The Deputy President Rigathi Gachagua has read a second riot act against ‘foul-mouthed’ Trade, Industry and Investments Cabinet Secretary Moses Kuria and president William Ruto’s Economic Advisor David Ndii for uttering remarks interpreted as condescending and demeaning to Kenyans amid rising uproar over skyrocketing cost of living.
The DP urged public servants to respect Kenyans as they address challenges facing the country.
Speaking yesterday while addressing the 36th General Conference of the International Scientific Council of the Trypanosomiasis Research and Control at PrideInn Hotel in Mombasa, Gachagua said Kenyans deserve to be treated with respect and listened to all the time, more so during difficult times.
“All of us given the privilege to serve should do so with humility. We should have empathy with the people you are taking care of, respect those under you, address them with respect and decorum. It costs you nothing.” The DP said.
He said those employed in public service should always be keen on how they address citizens.
“If you serve the people of Kenya, those are your bosses, they are your employers. You should dignify them by the way you address them.” He added.
The DP said leaders must always remain focused and steady when addressing challenges.
“Even when there are challenges, remain calm and steady and address problems in a humane and humble way, so that those who are victims of that challenge can feel understood and empathised. That is the hallmark of leadership.” He stated.

◆ Given material

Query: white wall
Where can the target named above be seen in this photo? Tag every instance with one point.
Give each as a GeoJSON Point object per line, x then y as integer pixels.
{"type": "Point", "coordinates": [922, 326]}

◆ Jobs
**1.** Write out the part of the Gachagua article starting at "The DP urged" and ending at "they address citizens.".
**2.** Answer these questions from the Gachagua article:
(a) At which hotel was the conference held where Gachagua spoke?
(b) Who is named as President William Ruto's Economic Advisor?
(c) What does Gachagua say it costs to address people with respect and decorum?
Nothing asked here depends on the listing.

◆ The responses
**1.**
The DP urged public servants to respect Kenyans as they address challenges facing the country.
Speaking yesterday while addressing the 36th General Conference of the International Scientific Council of the Trypanosomiasis Research and Control at PrideInn Hotel in Mombasa, Gachagua said Kenyans deserve to be treated with respect and listened to all the time, more so during difficult times.
“All of us given the privilege to serve should do so with humility. We should have empathy with the people you are taking care of, respect those under you, address them with respect and decorum. It costs you nothing.” The DP said.
He said those employed in public service should always be keen on how they address citizens.

**2.**
(a) PrideInn Hotel in Mombasa
(b) David Ndii
(c) Nothing